- WHAT TO DO: With the pictures omitted, write out the entries that follow exactly as they stand.

(Image-grounded pointing data)
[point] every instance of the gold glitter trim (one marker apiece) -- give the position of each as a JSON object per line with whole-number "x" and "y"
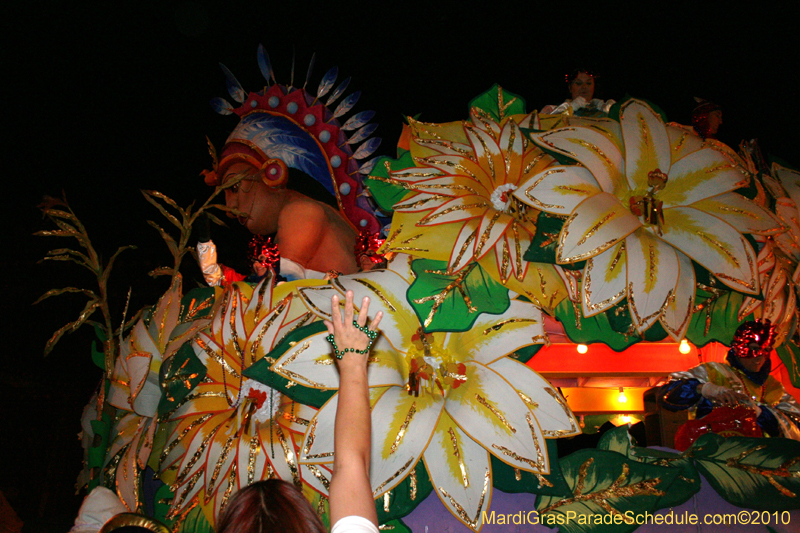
{"x": 459, "y": 458}
{"x": 190, "y": 397}
{"x": 462, "y": 513}
{"x": 781, "y": 471}
{"x": 168, "y": 449}
{"x": 616, "y": 490}
{"x": 320, "y": 476}
{"x": 254, "y": 448}
{"x": 401, "y": 433}
{"x": 463, "y": 207}
{"x": 528, "y": 401}
{"x": 177, "y": 503}
{"x": 391, "y": 478}
{"x": 372, "y": 288}
{"x": 499, "y": 325}
{"x": 439, "y": 298}
{"x": 486, "y": 234}
{"x": 596, "y": 227}
{"x": 261, "y": 291}
{"x": 288, "y": 454}
{"x": 387, "y": 500}
{"x": 281, "y": 368}
{"x": 218, "y": 467}
{"x": 558, "y": 398}
{"x": 495, "y": 412}
{"x": 275, "y": 314}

- YOUR SOLUTION:
[point] every instance of the gold glitter trim (one marker apiece) -- give the position of each as a JSON object per line with whole-number "x" and "y"
{"x": 459, "y": 458}
{"x": 190, "y": 397}
{"x": 462, "y": 513}
{"x": 781, "y": 471}
{"x": 168, "y": 449}
{"x": 616, "y": 490}
{"x": 320, "y": 476}
{"x": 254, "y": 448}
{"x": 401, "y": 433}
{"x": 463, "y": 207}
{"x": 528, "y": 401}
{"x": 177, "y": 503}
{"x": 391, "y": 478}
{"x": 372, "y": 288}
{"x": 499, "y": 325}
{"x": 439, "y": 298}
{"x": 486, "y": 234}
{"x": 596, "y": 227}
{"x": 261, "y": 291}
{"x": 288, "y": 454}
{"x": 387, "y": 500}
{"x": 281, "y": 368}
{"x": 218, "y": 467}
{"x": 558, "y": 398}
{"x": 495, "y": 412}
{"x": 275, "y": 314}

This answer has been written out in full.